--- Exercise input Enclosed Below ---
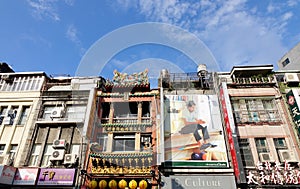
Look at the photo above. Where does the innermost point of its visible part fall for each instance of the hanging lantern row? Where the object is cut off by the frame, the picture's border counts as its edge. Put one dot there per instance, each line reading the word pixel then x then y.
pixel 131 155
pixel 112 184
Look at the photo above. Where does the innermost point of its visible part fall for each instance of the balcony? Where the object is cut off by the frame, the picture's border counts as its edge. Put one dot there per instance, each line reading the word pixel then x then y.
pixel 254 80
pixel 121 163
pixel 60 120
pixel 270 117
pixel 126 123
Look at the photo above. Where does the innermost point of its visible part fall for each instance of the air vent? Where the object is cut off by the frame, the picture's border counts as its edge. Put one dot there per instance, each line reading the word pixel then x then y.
--- End of Enclosed Exercise input ---
--- Exercise input Enclosed Below ---
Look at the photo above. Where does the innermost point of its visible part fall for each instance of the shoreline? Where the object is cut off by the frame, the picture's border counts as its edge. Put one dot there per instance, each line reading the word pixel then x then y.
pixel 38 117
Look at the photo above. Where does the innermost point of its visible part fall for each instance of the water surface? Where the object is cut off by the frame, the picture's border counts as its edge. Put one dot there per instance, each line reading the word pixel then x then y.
--- End of Enclosed Exercise input ---
--- Exercise input Enclosed Below ---
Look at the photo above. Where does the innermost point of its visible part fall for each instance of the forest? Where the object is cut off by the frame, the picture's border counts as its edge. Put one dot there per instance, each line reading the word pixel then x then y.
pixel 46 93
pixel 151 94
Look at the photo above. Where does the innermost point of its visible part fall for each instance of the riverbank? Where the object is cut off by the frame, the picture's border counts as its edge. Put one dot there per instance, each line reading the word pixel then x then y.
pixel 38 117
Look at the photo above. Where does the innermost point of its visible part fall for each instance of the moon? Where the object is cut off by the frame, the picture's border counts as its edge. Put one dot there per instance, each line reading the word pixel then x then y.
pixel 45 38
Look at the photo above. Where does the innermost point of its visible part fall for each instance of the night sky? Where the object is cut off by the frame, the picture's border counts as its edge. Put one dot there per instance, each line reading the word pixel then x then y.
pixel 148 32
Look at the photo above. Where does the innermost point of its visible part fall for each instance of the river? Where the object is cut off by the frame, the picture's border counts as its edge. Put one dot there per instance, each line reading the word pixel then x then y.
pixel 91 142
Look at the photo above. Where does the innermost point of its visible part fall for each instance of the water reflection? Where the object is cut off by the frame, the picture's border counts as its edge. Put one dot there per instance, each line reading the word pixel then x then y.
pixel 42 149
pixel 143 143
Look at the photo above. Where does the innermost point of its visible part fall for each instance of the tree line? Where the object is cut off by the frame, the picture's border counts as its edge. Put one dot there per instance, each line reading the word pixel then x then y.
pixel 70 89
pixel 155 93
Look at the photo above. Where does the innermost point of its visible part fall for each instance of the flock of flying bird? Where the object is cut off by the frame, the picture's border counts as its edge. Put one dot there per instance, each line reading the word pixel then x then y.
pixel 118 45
--- End of Enclosed Exercise input ---
§ Task description
Retype the portion of the data above that starts on the line with "of the hanging" and finishes on the line with "the air vent?", including both of those lines.

§ Output of the exercise
Look at the photo above. Where does the innermost point of its visible part fall for each instance of the hanging lantern row? Where the object is cut off by the frame, the picture's border counts as its edge. Put one dot there per instance, each line reading the word pixel then x then y.
pixel 131 155
pixel 112 184
Look at the photo above. Where does the innermost point of its visible part fall for each instance of the balcony? Where the object is cut off by the frame, the picture's border counts as its edge. Put one dot there per instance, each line reading the word pixel then x then y.
pixel 254 80
pixel 121 163
pixel 60 120
pixel 270 117
pixel 126 123
Look at the photo above. Where does the innermost point of its visible part fall for each instance of the air vent? Where the object is cut off by the frame, the picture's border counts as its edge. Put one dot there per instance, each line reading the word pixel then x then y.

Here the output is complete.